## TASK TO CARRY OUT
Your response should consist solely of the lines from the one containing "Task: give one point on each instance of the stone column" through the end of the data, copied exactly.

## INFORMATION GIVEN
━━━━━━━━━━

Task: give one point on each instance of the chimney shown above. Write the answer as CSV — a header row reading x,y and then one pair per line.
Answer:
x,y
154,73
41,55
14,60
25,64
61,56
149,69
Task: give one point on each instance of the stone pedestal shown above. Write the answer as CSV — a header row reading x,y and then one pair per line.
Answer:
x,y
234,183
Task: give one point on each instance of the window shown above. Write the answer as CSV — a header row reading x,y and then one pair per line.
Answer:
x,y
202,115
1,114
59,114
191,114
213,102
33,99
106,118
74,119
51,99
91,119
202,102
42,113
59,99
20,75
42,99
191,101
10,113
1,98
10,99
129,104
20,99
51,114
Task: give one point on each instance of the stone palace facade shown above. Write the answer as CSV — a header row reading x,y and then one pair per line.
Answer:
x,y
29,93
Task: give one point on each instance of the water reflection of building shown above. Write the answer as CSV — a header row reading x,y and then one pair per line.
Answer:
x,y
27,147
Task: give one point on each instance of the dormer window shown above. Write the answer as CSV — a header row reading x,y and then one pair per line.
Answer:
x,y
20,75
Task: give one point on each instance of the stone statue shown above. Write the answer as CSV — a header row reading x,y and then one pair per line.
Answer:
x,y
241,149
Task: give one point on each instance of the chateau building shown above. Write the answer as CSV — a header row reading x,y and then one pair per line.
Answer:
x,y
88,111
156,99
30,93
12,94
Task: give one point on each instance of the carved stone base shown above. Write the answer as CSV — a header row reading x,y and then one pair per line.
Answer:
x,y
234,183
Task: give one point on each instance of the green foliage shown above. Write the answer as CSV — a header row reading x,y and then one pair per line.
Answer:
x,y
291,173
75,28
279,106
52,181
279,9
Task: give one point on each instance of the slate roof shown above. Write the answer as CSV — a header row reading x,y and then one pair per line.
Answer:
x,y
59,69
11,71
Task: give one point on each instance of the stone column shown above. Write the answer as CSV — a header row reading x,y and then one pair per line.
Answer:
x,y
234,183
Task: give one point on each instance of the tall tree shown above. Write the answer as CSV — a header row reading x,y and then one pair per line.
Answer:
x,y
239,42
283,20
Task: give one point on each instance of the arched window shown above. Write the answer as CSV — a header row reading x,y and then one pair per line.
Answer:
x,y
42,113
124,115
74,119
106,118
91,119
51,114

━━━━━━━━━━

## EXERCISE OUTPUT
Task: give one point on each instance of the stone column shown above. Write the answer as CSV — a header row reading x,y and then one pair per line.
Answer:
x,y
234,183
Task: give one point on each instance of the tall tree shown above. Write the answer as CSV — a header row reading x,y and then one pair per line.
Answer:
x,y
239,42
283,20
Task: give one point on each instance of the arched window shown above. Write the answer as CSV — a header row reading x,y and then one pair per line.
Answer:
x,y
42,113
124,115
74,119
106,118
91,119
51,114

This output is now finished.